TASK INSTRUCTIONS
Could you switch "tag" to "mark" in the data from the line with "Query: horse's head" up to and including the line with "column 606, row 248", changing nothing else, and return only those lines?

DATA
----

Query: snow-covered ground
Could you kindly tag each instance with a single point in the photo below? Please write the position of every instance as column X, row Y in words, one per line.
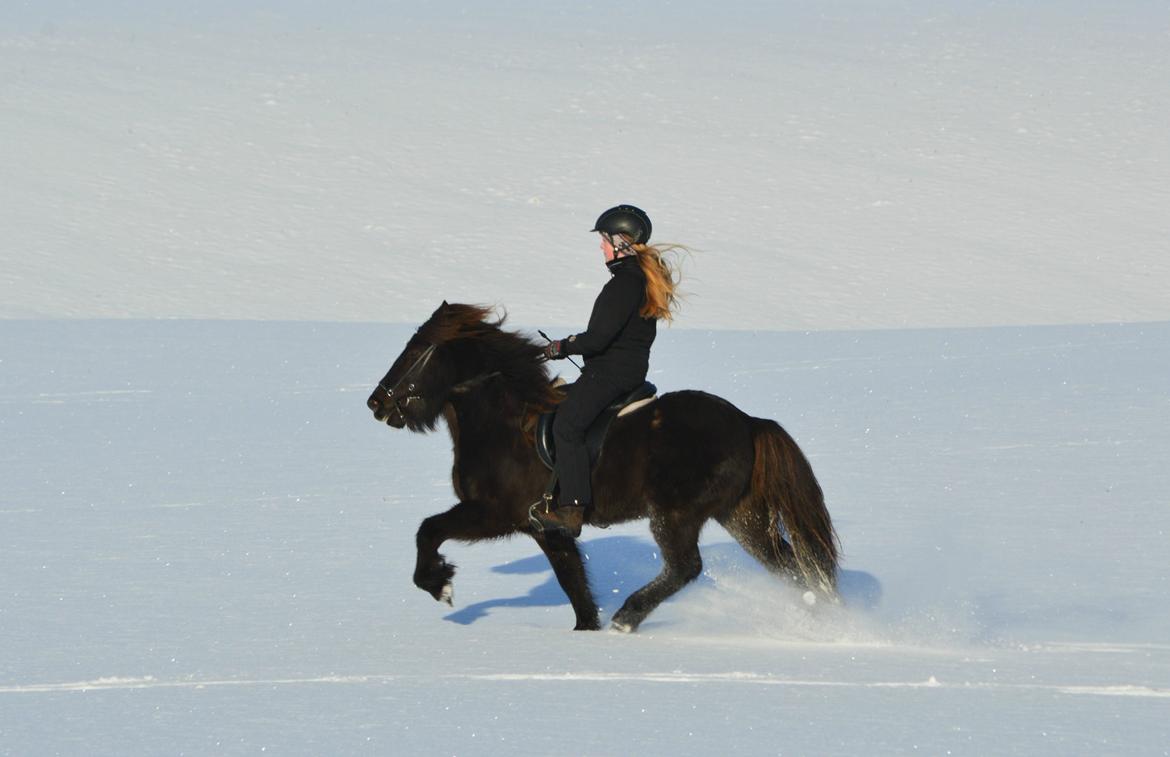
column 930, row 240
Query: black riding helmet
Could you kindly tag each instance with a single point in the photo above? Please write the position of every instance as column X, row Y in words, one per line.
column 625, row 219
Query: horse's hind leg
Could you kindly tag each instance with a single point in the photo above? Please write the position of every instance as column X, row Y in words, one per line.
column 681, row 564
column 761, row 538
column 566, row 563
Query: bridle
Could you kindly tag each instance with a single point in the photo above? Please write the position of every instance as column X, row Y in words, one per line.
column 418, row 365
column 401, row 401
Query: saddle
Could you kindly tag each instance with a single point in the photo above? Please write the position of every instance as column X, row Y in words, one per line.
column 546, row 447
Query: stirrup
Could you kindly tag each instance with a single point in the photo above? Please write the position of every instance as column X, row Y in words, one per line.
column 544, row 504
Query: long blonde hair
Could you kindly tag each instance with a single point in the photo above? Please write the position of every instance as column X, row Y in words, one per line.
column 661, row 280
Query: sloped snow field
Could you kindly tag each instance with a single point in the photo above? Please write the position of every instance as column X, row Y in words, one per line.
column 930, row 241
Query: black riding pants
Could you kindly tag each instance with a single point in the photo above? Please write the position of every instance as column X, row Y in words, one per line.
column 586, row 398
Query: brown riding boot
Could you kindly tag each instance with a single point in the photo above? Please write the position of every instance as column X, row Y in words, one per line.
column 566, row 518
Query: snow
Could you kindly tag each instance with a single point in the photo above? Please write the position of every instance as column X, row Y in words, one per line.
column 930, row 240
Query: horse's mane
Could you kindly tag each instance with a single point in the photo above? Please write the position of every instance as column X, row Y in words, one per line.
column 516, row 357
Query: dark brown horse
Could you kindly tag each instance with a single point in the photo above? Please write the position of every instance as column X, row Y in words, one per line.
column 686, row 458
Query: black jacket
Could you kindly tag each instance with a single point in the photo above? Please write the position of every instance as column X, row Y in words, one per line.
column 618, row 341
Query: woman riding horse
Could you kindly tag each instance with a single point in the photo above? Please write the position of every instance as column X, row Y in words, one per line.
column 617, row 349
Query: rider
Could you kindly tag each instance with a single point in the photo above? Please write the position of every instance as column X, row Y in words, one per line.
column 617, row 350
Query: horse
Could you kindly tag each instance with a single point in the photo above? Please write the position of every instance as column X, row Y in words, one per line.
column 686, row 458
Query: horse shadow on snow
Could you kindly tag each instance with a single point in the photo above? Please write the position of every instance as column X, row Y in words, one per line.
column 618, row 565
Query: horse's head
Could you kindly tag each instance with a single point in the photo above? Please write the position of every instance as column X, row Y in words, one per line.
column 417, row 386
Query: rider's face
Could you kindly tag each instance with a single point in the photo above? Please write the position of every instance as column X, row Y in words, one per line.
column 606, row 248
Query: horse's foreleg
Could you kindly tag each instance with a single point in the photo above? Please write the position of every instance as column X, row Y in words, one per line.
column 465, row 522
column 566, row 563
column 681, row 564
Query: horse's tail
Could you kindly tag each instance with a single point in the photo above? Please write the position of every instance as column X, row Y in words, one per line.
column 784, row 487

----

ANSWER TO THE EXERCISE
Query: horse's head
Could you kindly mark each instance with a single point in the photo above? Please write the position of every instance as column X, row Y in words, one per line.
column 417, row 386
Query: rider's face
Could you kindly mark each instance with a single point in the photo above? Please write the position of every instance as column X, row Y in words, one per line.
column 606, row 248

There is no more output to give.